Task to carry out:
Return the listing below unchanged, minus its pictures.

[start of Records to use]

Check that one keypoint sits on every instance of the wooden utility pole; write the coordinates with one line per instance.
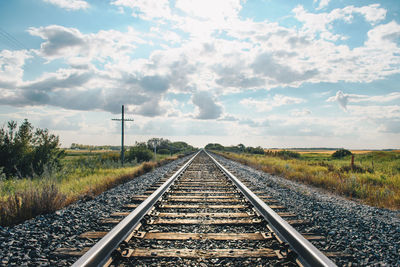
(123, 120)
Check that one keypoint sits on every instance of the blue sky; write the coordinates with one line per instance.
(316, 73)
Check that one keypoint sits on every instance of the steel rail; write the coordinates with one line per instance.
(308, 254)
(100, 253)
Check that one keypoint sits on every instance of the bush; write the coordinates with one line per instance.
(25, 152)
(139, 153)
(341, 153)
(163, 151)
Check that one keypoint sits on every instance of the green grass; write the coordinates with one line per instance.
(374, 179)
(80, 178)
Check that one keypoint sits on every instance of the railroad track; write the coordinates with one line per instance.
(201, 215)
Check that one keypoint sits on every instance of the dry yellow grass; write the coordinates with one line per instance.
(329, 152)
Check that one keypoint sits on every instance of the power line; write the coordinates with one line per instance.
(123, 120)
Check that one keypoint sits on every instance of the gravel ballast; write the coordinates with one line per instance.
(371, 236)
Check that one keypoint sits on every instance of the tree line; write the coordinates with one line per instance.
(27, 152)
(236, 149)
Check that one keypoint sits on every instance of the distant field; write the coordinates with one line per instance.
(302, 151)
(374, 178)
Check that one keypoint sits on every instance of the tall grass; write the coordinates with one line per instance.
(374, 179)
(22, 199)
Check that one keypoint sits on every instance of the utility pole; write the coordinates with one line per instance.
(123, 120)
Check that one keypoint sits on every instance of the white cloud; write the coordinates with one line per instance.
(264, 105)
(322, 4)
(69, 4)
(300, 113)
(314, 23)
(64, 42)
(343, 99)
(206, 105)
(149, 9)
(11, 67)
(216, 11)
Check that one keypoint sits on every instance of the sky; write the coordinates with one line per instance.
(315, 73)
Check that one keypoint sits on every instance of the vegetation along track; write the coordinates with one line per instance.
(201, 215)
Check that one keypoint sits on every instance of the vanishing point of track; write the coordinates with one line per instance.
(202, 214)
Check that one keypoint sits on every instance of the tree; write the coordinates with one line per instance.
(341, 153)
(25, 152)
(139, 152)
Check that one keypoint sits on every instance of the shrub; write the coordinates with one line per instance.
(163, 151)
(139, 153)
(341, 153)
(25, 152)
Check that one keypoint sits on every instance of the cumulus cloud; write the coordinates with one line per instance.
(11, 67)
(70, 43)
(300, 112)
(314, 23)
(343, 99)
(149, 9)
(209, 9)
(264, 105)
(69, 4)
(322, 4)
(207, 107)
(265, 64)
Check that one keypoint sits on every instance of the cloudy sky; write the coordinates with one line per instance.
(315, 73)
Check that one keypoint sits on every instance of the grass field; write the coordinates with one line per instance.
(374, 179)
(82, 177)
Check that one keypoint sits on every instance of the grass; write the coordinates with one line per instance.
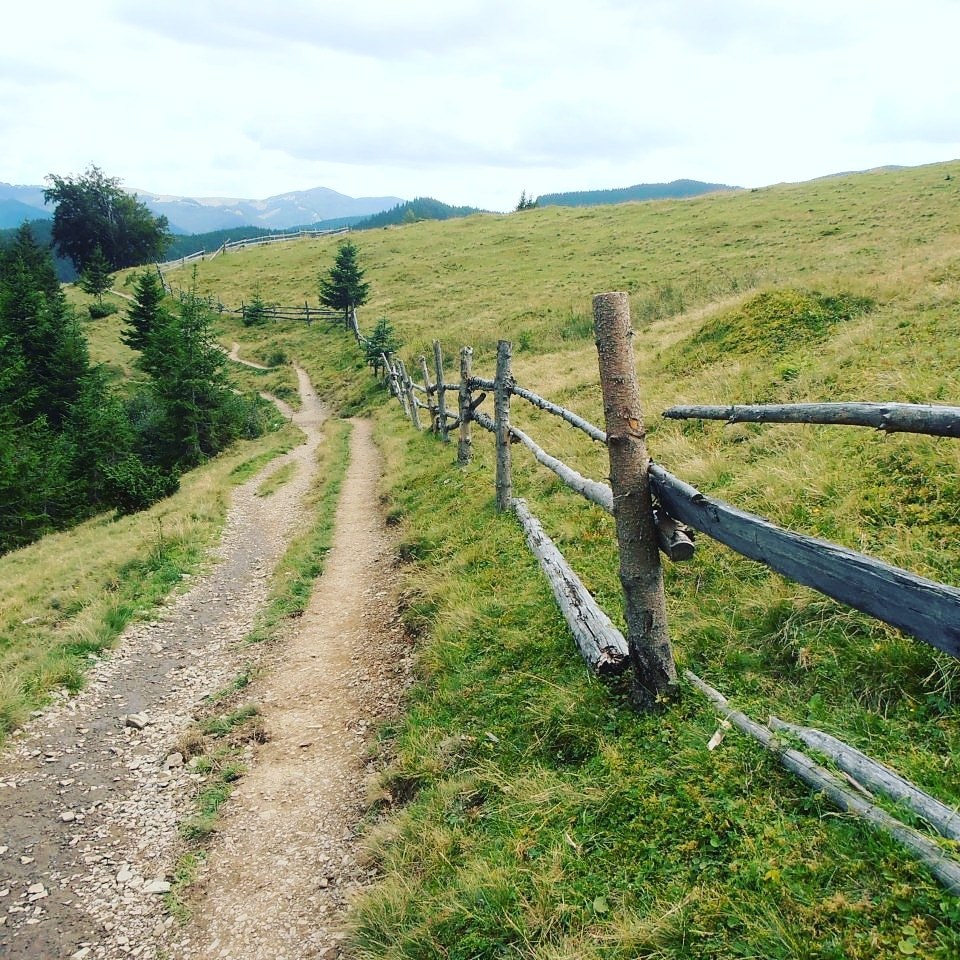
(528, 812)
(67, 597)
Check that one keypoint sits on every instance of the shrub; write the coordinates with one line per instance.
(100, 310)
(131, 485)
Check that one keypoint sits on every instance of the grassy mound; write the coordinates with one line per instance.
(771, 323)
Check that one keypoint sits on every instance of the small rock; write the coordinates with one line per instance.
(157, 886)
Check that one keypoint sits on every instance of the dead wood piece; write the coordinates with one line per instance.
(890, 417)
(601, 645)
(645, 609)
(946, 870)
(876, 776)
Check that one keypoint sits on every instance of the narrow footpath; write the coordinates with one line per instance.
(91, 799)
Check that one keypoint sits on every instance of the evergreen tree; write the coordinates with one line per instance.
(343, 287)
(147, 310)
(190, 411)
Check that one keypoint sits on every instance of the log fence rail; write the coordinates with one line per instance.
(651, 506)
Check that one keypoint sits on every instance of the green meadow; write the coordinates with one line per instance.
(526, 810)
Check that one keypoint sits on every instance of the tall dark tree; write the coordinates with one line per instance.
(59, 429)
(343, 287)
(192, 412)
(93, 210)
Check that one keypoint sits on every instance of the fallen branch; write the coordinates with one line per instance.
(946, 870)
(601, 644)
(876, 776)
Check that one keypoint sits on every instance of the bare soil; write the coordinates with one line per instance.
(91, 805)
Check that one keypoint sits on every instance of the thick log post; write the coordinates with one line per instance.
(503, 381)
(441, 392)
(428, 387)
(465, 402)
(407, 384)
(655, 675)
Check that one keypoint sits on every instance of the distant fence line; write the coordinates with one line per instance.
(651, 506)
(262, 311)
(232, 245)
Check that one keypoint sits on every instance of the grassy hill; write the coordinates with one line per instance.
(527, 812)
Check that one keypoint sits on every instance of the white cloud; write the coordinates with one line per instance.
(472, 100)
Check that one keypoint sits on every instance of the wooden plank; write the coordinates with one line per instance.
(601, 644)
(593, 432)
(465, 406)
(946, 870)
(935, 421)
(876, 776)
(441, 393)
(501, 417)
(923, 608)
(597, 493)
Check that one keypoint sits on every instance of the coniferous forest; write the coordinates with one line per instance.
(71, 445)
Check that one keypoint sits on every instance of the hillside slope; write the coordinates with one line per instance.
(529, 812)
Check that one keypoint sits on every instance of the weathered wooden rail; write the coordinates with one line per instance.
(651, 506)
(232, 245)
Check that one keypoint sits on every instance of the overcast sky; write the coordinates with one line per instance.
(472, 101)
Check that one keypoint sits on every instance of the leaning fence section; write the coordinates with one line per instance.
(656, 513)
(229, 246)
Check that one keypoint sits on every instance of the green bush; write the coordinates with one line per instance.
(133, 485)
(100, 310)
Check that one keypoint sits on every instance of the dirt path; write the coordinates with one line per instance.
(91, 802)
(286, 863)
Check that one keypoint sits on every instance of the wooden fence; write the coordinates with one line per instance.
(265, 311)
(653, 509)
(233, 245)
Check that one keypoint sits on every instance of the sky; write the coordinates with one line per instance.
(472, 101)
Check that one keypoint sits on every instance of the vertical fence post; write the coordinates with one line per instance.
(441, 392)
(464, 399)
(411, 399)
(501, 408)
(431, 404)
(655, 676)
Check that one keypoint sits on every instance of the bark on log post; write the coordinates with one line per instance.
(501, 418)
(411, 399)
(465, 403)
(431, 403)
(655, 675)
(441, 393)
(398, 386)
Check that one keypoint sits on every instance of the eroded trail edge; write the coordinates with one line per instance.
(90, 800)
(286, 862)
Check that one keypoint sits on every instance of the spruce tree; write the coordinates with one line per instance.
(343, 287)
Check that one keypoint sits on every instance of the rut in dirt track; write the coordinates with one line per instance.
(90, 804)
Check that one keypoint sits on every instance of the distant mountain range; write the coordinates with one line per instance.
(205, 214)
(676, 189)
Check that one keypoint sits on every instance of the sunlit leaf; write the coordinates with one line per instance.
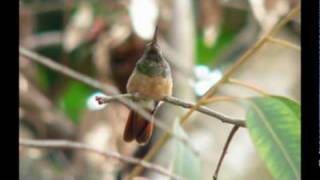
(74, 100)
(274, 126)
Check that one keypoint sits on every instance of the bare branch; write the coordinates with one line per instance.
(107, 89)
(137, 170)
(284, 43)
(80, 146)
(224, 152)
(181, 103)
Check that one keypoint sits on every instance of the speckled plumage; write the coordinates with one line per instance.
(151, 79)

[end of Records to use]

Expected answer:
Check that one keypoint sits on every instance of the wooden utility pole; write the coordinates with one line per instance.
(123, 120)
Check that one keypoint sits on every instance of the blue sky; write the coordinates with one line per instance.
(316, 73)
Check that one keypoint sits on every instance of the steel rail; write the coordinates with one line per instance.
(308, 254)
(100, 253)
Check that one keypoint sits on every instance of the bush; write the coordinates with one line per instance.
(25, 152)
(139, 153)
(341, 153)
(163, 151)
Check that one keypoint sits on every instance of the green grass; write the coordinates with one line per instance.
(374, 179)
(80, 178)
Check that one keypoint sits on every instance of the railroad track; write the coordinates with one line per instance.
(201, 215)
Check that one keypoint sits on every instance of the dry yellow grass; write the coordinates with one line per instance.
(329, 152)
Check that one keypoint sits on every instance of the power line; write the coordinates with one line per instance.
(123, 120)
Check that one keypoint sits on every instance of the gravel ballast; write the coordinates with one line per instance.
(371, 236)
Check that one keypoint sits on every instance of the tree line; write the coordinates with one line per instance.
(27, 152)
(236, 149)
Check that one keypoint sits on every instance of the distant field; write the coordinates with one line per instance.
(302, 151)
(374, 178)
Check that one keypoint sits on every instance of the tall grass; write the coordinates with one line per instance.
(374, 179)
(22, 199)
Check that one keypoint sits on every instance of the utility pole; write the coordinates with one line per instance.
(123, 120)
Check that one keypoint sits on every instance of the white cloud; write the coordinates with one line per instance.
(264, 105)
(322, 4)
(69, 4)
(300, 113)
(314, 23)
(64, 42)
(343, 99)
(206, 105)
(149, 9)
(11, 67)
(216, 11)
Check that one keypoint sits on every instance of the sky; write the coordinates with one line per instance.
(315, 73)
Check that one keypoint sits on every instance of the vegetation along track; write the coordinates with one line per instance.
(201, 215)
Check that one keypoint sits on every instance of the vanishing point of track; write the coordinates with one line per instance.
(202, 214)
Check that one keypoint sits on every instance of the tree; write the coordinates with one line per instance.
(341, 153)
(25, 152)
(139, 152)
Check that one keypoint sits on every instance of the shrub; write the coordinates with one line per instance.
(163, 151)
(139, 153)
(341, 153)
(25, 152)
Check that one keypoint sits on every instance of the cumulus cloud; write the coordinates with one line per instance.
(11, 67)
(70, 43)
(300, 112)
(314, 23)
(343, 99)
(149, 9)
(209, 9)
(264, 105)
(69, 4)
(322, 4)
(207, 107)
(265, 64)
Check that one keypoint sits on every instance of the cloudy sky; write the coordinates with one line per instance.
(315, 73)
Check that one keypoint sits on every instance of the grass field; write the coordinates with one line per instance.
(374, 179)
(82, 177)
Check that one keypoint sits on every instance of the grass; write the coordinates with one line per instance.
(528, 812)
(67, 597)
Check that one keypoint sits on every instance of the shrub; write the coordinates with one line per instance.
(100, 310)
(131, 485)
Check that one keypoint sits on every instance of the grassy mound; write the coordinates with one line per instance.
(771, 323)
Check that one keypoint sits on every instance of the small rock; write the coordinates with one line per instance.
(157, 886)
Check that one keypoint sits on every instance of the dead wood piece; write the coordinates with one line per instance.
(890, 417)
(601, 645)
(645, 609)
(946, 870)
(876, 776)
Check that one keypoint sits on every instance of the narrow footpath; write the coordinates with one line per instance.
(91, 799)
Check that one keypoint sits on every instance of the evergreen tree; write the coordinates with one line per instance.
(343, 287)
(147, 310)
(190, 411)
Check that one keypoint sits on every instance of the log fence rail; write the coordinates with one line per instance.
(651, 506)
Check that one keypoint sits on every instance of the green meadow; write the coordinates with one line per instance.
(526, 810)
Check that one keypoint sits on every instance of the tall dark tree; write the coordinates with one line per instance.
(59, 429)
(343, 287)
(192, 412)
(93, 210)
Check that one keypoint sits on every instance of the fallen branch; write the coordinates with one line per instance.
(946, 870)
(601, 644)
(876, 776)
Check that one keypoint sits on every instance of the bare soil; write the coordinates with one line per instance.
(91, 805)
Check that one keypoint sits on every instance of the thick log post; write the coordinates with one line per instance.
(503, 381)
(441, 392)
(428, 387)
(465, 402)
(407, 384)
(655, 675)
Check that one keypoint sits on every instance of the distant fence line; write the coordinates with one line per instance.
(651, 506)
(262, 311)
(232, 245)
Check that one keypoint sits on every instance of the grassy hill; write the coordinates with one line per instance.
(527, 812)
Check that one keypoint sits on every instance of the white cloud; write the coordinates with one line per instance.
(472, 100)
Check that one keypoint sits on every instance of the wooden plank; write the coordinates with one line per instance.
(601, 644)
(593, 432)
(465, 406)
(946, 870)
(935, 421)
(876, 776)
(441, 393)
(501, 417)
(923, 608)
(597, 493)
Check that one keypoint sits on every instance of the coniferous forest; write the coordinates with one line per instance.
(71, 445)
Check that one keypoint sits on every instance of the hillside slope; write the coordinates with one line per instance.
(529, 812)
Check that one keypoint sits on every instance of the weathered wooden rail; write the coordinates with one line per instance.
(651, 506)
(232, 245)
Check that one keypoint sits on every instance of the overcast sky; write the coordinates with one line per instance.
(472, 101)
Check that one keypoint sits on every instance of the leaning fence section; write the coordinates with one line per instance.
(656, 513)
(229, 246)
Check that one keypoint sits on every instance of the green bush; write the coordinates with one line per instance.
(133, 485)
(100, 310)
Check that one keypoint sits on every instance of the dirt path; write the coordinates with one line per instance.
(91, 802)
(286, 863)
Check that one keypoint sits on every instance of the wooden fence; write the coordinates with one line per instance.
(265, 311)
(653, 509)
(233, 245)
Check that one keypoint sits on every instance of the sky; write the coordinates with one line per instance.
(472, 101)
Check that one keypoint sits on every instance of the vertical fence post; write the coordinates with one line per instance.
(441, 392)
(464, 399)
(411, 399)
(501, 408)
(431, 404)
(655, 676)
Check that one keypoint sits on every instance of the bark on log post; write the coordinates with one line per instance.
(501, 418)
(411, 399)
(465, 403)
(431, 403)
(655, 675)
(441, 393)
(398, 386)
Check that one keypoint sits on every instance of the eroded trail edge; write the coordinates with one line per instance.
(90, 800)
(286, 862)
Check that one keypoint sits on every instance of the spruce tree; write the coordinates with one line per instance.
(343, 287)
Check that one keypoint sits on every instance of the rut in dirt track; write the coordinates with one line per instance.
(90, 804)
Check that one keypoint sits on every instance of the distant mountain range; write the coordinates with one line per instance.
(205, 214)
(676, 189)
Check that one keypoint sits on every instance of the sunlit leaf; write the coordinates with one line per instance.
(74, 100)
(274, 126)
Check that one keypoint sits on every instance of the bare branch; write the coordinates with one line per instance.
(107, 89)
(137, 170)
(284, 43)
(80, 146)
(224, 152)
(181, 103)
Check that one keypoint sits on every instance of the speckled plumage; write the coordinates with one line per instance.
(151, 79)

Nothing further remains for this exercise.